:: THE TASK ::
Reproduce, exactly, the lines of the material below from the line containing "Q: In the photo above, mark the layered" through the line containing "Q: In the photo above, mark the beige", with both end lines included and nothing else.
▼
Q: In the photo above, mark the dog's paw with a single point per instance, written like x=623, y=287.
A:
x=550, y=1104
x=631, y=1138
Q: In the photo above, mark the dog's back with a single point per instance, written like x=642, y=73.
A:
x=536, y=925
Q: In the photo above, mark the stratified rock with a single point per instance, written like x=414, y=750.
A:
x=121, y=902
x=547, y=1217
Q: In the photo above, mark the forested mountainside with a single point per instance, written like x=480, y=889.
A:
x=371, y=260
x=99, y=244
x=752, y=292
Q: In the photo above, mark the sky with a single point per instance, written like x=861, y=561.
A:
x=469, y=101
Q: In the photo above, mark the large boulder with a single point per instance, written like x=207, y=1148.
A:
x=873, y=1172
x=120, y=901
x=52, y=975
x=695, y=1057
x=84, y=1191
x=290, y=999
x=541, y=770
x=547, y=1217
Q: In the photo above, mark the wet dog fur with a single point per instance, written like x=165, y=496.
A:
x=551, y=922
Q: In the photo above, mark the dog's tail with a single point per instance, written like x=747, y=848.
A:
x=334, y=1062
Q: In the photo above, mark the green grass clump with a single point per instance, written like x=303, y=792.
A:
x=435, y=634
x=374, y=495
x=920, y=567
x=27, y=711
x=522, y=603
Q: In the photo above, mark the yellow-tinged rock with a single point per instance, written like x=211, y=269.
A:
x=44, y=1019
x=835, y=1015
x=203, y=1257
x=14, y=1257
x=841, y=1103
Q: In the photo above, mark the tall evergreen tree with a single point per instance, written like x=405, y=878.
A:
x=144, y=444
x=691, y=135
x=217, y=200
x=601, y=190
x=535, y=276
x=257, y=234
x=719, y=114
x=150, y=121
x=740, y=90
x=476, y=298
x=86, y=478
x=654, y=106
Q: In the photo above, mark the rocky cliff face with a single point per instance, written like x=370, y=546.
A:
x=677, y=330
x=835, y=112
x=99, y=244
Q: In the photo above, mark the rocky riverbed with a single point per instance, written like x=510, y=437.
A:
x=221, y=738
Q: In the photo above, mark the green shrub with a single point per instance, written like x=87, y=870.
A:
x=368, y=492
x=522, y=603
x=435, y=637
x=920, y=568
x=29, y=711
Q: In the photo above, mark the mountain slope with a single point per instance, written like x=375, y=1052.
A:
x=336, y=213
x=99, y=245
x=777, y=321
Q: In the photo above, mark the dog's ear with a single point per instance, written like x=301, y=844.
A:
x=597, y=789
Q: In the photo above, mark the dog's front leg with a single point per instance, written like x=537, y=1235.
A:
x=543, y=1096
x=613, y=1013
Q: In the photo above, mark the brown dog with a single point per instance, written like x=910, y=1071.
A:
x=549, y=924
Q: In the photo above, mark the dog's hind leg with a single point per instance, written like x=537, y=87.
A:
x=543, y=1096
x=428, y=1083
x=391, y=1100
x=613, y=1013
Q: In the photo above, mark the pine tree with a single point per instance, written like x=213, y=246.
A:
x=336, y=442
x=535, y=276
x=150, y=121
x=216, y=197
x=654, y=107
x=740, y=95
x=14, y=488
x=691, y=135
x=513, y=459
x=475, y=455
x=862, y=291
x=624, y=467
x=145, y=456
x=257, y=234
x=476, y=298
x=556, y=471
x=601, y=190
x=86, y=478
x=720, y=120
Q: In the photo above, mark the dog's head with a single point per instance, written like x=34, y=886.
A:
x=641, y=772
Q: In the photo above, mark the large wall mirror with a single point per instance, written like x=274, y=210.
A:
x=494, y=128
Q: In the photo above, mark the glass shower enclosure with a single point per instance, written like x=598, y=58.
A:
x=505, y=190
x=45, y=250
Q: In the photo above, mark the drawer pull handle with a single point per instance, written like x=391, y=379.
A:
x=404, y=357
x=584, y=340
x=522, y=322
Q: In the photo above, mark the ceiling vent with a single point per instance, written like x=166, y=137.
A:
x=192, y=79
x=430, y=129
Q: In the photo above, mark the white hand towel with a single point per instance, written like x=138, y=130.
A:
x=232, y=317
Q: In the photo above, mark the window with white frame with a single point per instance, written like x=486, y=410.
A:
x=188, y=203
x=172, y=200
▲
▼
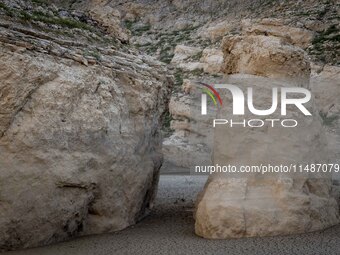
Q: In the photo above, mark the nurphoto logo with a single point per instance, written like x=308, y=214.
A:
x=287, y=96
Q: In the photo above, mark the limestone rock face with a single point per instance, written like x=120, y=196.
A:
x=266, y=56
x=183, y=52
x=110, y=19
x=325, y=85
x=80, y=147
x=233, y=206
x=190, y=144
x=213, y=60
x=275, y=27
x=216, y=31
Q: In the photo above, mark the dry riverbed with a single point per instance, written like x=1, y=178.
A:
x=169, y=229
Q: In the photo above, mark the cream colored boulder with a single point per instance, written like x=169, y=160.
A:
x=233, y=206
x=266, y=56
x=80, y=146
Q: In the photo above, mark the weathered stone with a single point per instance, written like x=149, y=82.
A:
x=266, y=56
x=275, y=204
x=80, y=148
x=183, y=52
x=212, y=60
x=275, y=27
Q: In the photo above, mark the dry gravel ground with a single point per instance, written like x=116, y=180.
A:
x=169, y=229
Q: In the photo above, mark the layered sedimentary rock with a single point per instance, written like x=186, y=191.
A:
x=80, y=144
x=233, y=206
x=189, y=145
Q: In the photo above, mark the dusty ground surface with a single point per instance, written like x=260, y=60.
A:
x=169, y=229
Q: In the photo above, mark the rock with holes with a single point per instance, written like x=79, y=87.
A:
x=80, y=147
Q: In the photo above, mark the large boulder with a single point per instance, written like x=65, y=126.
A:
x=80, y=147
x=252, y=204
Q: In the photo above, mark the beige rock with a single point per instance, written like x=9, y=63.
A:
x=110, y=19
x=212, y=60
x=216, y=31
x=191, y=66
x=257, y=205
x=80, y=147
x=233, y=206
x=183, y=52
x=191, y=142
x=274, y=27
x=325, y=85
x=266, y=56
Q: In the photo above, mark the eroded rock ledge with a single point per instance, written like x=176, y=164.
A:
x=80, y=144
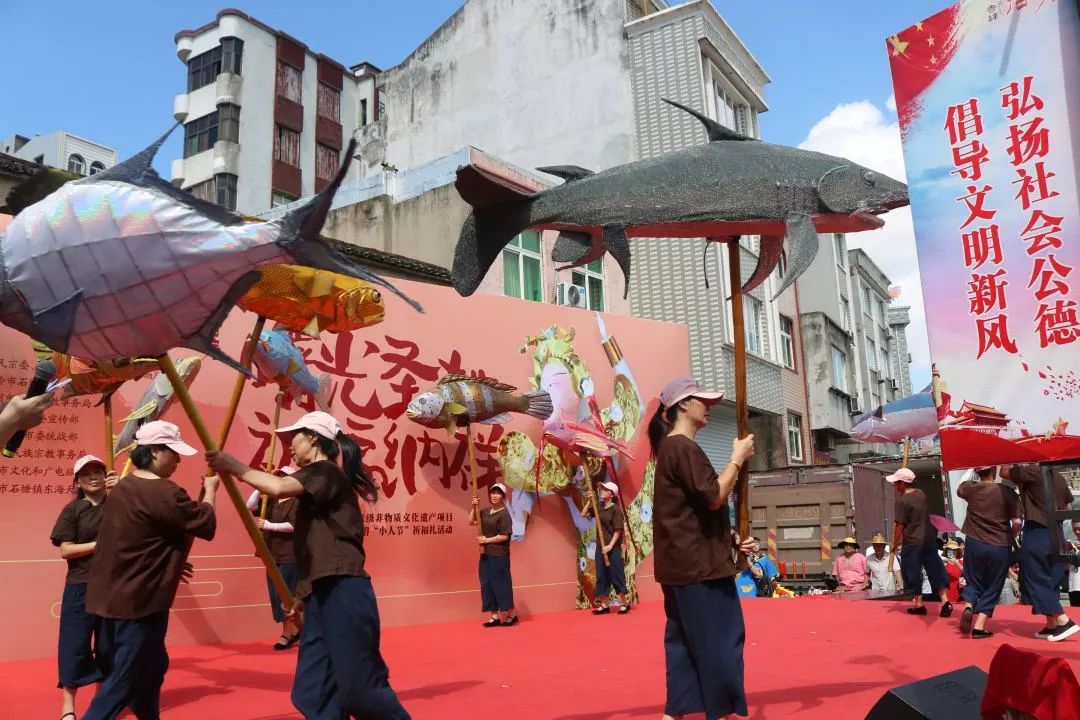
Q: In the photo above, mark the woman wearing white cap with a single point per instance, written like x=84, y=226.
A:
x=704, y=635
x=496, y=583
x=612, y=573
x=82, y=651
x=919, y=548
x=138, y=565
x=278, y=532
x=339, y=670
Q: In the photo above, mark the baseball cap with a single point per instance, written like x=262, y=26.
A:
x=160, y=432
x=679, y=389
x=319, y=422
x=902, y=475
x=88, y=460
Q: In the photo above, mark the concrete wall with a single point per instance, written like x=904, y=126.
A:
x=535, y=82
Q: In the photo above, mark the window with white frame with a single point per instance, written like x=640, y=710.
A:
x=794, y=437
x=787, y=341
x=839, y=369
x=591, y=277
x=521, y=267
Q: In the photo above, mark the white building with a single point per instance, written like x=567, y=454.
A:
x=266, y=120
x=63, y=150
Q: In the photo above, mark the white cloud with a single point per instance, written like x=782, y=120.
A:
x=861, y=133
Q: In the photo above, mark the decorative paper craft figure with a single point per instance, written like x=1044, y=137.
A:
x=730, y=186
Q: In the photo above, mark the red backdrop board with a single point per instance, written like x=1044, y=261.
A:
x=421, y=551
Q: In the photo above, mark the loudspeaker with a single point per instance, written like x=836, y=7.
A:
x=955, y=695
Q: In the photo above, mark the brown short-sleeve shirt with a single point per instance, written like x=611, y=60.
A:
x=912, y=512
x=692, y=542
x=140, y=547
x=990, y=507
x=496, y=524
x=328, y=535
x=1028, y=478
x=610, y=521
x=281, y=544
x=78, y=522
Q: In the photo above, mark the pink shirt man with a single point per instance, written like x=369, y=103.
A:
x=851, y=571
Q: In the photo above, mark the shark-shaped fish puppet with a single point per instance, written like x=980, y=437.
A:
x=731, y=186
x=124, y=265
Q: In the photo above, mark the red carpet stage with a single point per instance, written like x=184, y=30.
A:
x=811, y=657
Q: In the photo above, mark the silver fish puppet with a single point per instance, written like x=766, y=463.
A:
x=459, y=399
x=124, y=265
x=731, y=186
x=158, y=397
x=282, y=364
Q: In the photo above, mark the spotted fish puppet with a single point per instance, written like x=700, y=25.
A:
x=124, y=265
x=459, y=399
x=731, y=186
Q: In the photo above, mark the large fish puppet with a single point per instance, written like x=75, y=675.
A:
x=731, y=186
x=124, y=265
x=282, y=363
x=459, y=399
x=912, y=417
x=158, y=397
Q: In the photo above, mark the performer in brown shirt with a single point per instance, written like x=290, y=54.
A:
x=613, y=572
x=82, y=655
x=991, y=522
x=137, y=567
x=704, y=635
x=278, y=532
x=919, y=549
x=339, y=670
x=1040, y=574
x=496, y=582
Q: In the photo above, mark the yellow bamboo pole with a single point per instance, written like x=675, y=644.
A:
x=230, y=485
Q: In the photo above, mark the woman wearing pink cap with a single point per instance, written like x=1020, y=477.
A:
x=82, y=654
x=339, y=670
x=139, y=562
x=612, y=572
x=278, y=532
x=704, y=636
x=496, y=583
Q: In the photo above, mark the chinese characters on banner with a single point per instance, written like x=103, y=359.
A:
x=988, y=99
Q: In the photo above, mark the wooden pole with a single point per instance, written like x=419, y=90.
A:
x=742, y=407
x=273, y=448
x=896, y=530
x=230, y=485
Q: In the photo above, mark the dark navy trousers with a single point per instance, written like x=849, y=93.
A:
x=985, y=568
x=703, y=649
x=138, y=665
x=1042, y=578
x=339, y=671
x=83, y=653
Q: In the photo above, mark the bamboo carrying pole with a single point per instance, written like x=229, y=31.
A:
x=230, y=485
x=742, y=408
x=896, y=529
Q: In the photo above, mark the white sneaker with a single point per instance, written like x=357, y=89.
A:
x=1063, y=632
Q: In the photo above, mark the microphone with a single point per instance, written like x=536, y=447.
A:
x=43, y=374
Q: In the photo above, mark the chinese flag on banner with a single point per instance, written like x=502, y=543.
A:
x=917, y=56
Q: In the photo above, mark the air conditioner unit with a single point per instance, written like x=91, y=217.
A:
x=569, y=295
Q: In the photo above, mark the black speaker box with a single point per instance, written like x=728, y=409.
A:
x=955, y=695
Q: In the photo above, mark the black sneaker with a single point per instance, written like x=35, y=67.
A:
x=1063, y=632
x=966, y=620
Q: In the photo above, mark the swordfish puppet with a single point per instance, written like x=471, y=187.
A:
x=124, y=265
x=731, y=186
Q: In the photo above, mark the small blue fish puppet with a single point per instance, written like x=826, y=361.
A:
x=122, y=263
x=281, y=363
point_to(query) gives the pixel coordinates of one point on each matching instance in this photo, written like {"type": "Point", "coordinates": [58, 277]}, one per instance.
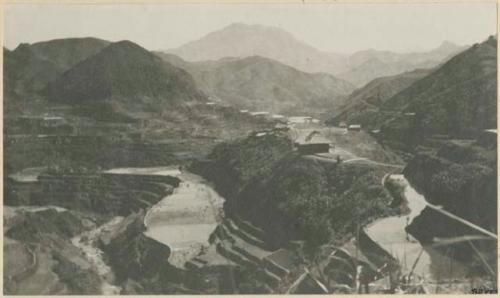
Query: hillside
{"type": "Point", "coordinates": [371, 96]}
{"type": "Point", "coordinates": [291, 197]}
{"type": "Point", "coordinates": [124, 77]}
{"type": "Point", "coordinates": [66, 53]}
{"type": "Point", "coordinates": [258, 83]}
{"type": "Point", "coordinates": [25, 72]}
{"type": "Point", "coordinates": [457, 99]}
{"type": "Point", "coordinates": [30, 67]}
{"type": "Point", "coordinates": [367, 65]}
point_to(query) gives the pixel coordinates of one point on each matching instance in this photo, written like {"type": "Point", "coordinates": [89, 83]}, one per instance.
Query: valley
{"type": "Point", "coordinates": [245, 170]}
▲
:: RESPONSE TO THE EXERCISE ::
Q: In the photo above, mark the layered sedimentary rock with a single point per instance, written like x=186, y=191.
A:
x=80, y=144
x=233, y=206
x=189, y=145
Q: In the photo above, mark the dusty ground surface with a single point per instance, written like x=260, y=60.
A:
x=169, y=229
Q: In the photo above, mark the rock with holes with a single point per instance, written like x=79, y=87.
A:
x=80, y=147
Q: In the photo above, mark the large boulder with a single point per instance, written like x=65, y=126.
A:
x=80, y=147
x=252, y=204
Q: In the photo above, mark the beige rock with a single point per instance, written like x=9, y=63.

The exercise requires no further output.